§ Source passage:
--- start ---

Monday, July 19, 2010

Crawling and Indexing explained

The terms crawling and indexing (and indexing's cousin, caching) are frequently used together, but you should not consider them synonyms.

Crawling is the process of an engine requesting, and successfully downloading, a unique URL. Obstacles to crawling include no links to a URL, server downtime, robots exclusion, or using links (such as some JavaScript links) from which bots cannot find a valid URL.

Indexing is the result of successful crawling. I would consider a URL to be indexed (by Google) when an info: or cache: query produces a result, signifying the URL's presence in the Google index.

Obstacles to indexing can include duplication (the engine might decide to index only one version of content for which it finds many nearly identical URLs), unreliable server delivery (the engine may decide to not index a page that it can access during only one-third of its attempts), and so on.

What's the difference between crawling and indexing, in terms of time? In comparing a newly introduced URL to see when it would be indexed, the text cache showed results after 15 days and finally stopped saying "Your search - cache:[URL] - did not match any documents." But what was interesting is that the cached file showed the results of the URL "as retrieved on xDate (7 days prior)." So make special note that the URL was crawled and cached over a week before it appeared in the index.

A better, more comprehensive test would be to watch server logs and see how many times the file was requested, and with what frequency, between the original request date and date at which the cache query showed results. Additional testing would try to detect ways to shorten that time by increasing the number (and prominence) of incoming links and so on.

Spider Simulators:

What you see as a visitor in your browser while watching any web site differs a lot from what the search engines spiders see when indexing your pages.

Find out what spiders see when they crawler your websites by using these simulators:

Spider Simulator - SEO Chat
http://www.seochat.com/seo-tools/spider-simulator/

Spider View - Iwebtool
http://www.iwebtool.com/spider_view

Search Engine Spider Simulator - Anownsite
http://www.anownsite.com/webmaster-resources/search-engine-spider-simulator.php

SE Bot Simulator - XML Sitemaps
http://www.xml-sitemaps.com/se-bot-simulator.html

SE Spider - LinkVendor
http://www.linkvendor.com/seo-tools/se-spider.html

Spider Simulator from Summit Media
http://tools.summitmedia.co.uk/spider/

--- end ---

§ Written request: Copy word for word the stretch of the crawling and indexing post above, starting at "Obstacles to indexing" and stopping after "attempts), and so on.".

§ Data segment:
--- start ---

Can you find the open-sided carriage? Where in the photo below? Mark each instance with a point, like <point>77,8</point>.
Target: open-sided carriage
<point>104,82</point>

--- end ---

§ Written answer:
Obstacles to indexing can include duplication (the engine might decide to index only one version of content for which it finds many nearly identical URLs), unreliable server delivery (the engine may decide to not index a page that it can access during only one-third of its attempts), and so on.